Rewrite the data from its first line up to and including the line with "[15, 185, 54, 262]", changing "visible in frame" to "present in the image" and leaving everything else as it is.

** start **

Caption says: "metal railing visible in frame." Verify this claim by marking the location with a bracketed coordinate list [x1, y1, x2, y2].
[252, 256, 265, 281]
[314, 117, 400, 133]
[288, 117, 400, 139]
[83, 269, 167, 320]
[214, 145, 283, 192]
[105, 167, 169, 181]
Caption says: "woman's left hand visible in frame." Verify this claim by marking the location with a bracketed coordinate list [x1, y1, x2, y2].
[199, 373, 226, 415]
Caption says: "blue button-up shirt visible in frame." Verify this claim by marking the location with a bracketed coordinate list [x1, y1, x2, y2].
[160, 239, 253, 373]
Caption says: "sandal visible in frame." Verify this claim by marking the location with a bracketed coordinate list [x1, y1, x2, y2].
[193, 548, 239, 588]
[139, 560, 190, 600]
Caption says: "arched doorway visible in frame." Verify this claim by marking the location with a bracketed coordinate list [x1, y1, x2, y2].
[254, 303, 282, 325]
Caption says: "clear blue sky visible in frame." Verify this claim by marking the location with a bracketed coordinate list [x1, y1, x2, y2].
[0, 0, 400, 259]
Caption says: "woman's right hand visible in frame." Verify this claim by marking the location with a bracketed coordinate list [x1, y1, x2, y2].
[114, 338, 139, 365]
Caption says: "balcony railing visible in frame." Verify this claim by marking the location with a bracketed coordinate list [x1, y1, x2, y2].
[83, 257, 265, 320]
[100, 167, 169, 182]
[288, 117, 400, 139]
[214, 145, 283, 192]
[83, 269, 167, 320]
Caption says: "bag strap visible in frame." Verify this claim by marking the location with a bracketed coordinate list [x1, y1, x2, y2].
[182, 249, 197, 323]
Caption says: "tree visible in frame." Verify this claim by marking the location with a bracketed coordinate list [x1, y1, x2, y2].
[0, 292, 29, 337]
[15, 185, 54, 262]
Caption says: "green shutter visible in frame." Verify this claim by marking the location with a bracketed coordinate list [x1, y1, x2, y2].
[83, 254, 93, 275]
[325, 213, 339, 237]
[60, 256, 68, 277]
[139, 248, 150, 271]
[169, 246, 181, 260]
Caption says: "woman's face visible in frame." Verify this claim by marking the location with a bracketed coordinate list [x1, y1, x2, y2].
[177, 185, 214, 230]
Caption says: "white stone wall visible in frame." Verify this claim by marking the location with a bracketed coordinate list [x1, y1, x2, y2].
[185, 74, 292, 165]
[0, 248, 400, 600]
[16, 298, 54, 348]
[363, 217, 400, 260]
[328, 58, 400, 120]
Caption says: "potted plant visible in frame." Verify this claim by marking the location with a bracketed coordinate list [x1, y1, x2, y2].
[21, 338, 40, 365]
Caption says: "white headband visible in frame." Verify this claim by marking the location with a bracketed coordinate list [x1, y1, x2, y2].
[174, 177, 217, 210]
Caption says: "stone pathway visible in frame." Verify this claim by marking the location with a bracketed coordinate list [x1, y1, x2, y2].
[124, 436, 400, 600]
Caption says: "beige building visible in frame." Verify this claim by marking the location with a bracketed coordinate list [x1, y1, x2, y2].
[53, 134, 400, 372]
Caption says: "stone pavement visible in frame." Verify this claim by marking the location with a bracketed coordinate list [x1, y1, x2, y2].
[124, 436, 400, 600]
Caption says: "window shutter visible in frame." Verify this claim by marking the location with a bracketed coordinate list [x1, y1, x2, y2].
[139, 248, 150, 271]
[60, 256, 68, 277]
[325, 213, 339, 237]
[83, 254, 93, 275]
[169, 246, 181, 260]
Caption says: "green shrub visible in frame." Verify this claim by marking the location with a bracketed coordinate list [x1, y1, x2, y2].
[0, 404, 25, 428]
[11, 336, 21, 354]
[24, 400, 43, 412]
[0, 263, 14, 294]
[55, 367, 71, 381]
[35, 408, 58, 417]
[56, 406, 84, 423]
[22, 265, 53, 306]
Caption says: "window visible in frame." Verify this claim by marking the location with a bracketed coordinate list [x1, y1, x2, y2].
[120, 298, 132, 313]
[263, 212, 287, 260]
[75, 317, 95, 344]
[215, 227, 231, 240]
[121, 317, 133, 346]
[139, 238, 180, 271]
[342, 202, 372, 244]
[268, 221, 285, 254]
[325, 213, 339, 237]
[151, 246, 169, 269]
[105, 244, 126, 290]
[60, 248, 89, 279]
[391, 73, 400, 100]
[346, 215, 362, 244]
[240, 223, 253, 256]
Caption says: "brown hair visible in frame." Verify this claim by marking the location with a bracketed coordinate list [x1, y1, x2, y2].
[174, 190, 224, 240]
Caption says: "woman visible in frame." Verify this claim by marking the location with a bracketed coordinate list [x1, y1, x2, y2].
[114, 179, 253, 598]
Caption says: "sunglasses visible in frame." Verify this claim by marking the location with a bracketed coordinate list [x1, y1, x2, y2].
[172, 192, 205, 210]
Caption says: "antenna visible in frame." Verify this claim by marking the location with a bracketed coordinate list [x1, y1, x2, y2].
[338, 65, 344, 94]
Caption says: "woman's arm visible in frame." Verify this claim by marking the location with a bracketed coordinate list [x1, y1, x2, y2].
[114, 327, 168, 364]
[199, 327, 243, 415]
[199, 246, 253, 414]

** end **

● ANSWER TO THIS EXERCISE:
Caption says: "metal railing present in the image." Verify this claim by marking the location with a bracketed coordinate list [x1, y1, x2, y2].
[252, 256, 265, 281]
[314, 117, 400, 133]
[288, 117, 400, 139]
[83, 269, 167, 320]
[214, 145, 283, 192]
[105, 167, 169, 181]
Caption says: "woman's left hand present in the image." Verify this claim by marking the location with a bracketed coordinate list [x1, y1, x2, y2].
[199, 373, 226, 415]
Caption says: "blue button-up shirt present in the image." Verify this claim by marking the location with a bracketed coordinate list [x1, y1, x2, y2].
[160, 239, 253, 373]
Caption says: "sandal present in the image." Verify this claim by marking the location with a bracketed coordinate list [x1, y1, x2, y2].
[193, 548, 239, 588]
[139, 560, 190, 600]
Caption says: "arched doorway present in the image." Verify this claim by marking the location with a bracketed coordinate list [x1, y1, x2, y2].
[254, 303, 282, 325]
Caption says: "clear blue sky present in the image." Verify this claim by marking the location with a bracketed coordinate list [x1, y1, x2, y2].
[0, 0, 400, 259]
Caption says: "woman's right hand present in the image." Verify this claim by marking the location with a bracketed coordinate list [x1, y1, x2, y2].
[114, 338, 139, 365]
Caption says: "balcony railing present in the image." Verify this claim by marking the location with a bracketed coordinate list [x1, y1, x2, y2].
[83, 257, 265, 320]
[100, 167, 169, 182]
[288, 117, 400, 139]
[214, 145, 283, 192]
[83, 269, 167, 320]
Caption says: "bag strap present in the image." Verify this claim by marking the location with a bracketed coordinate list [x1, y1, x2, y2].
[182, 249, 197, 323]
Caption says: "tree present in the image." Verify this claim by marking the location with a bracketed coordinate list [x1, y1, x2, y2].
[0, 292, 29, 337]
[15, 185, 54, 262]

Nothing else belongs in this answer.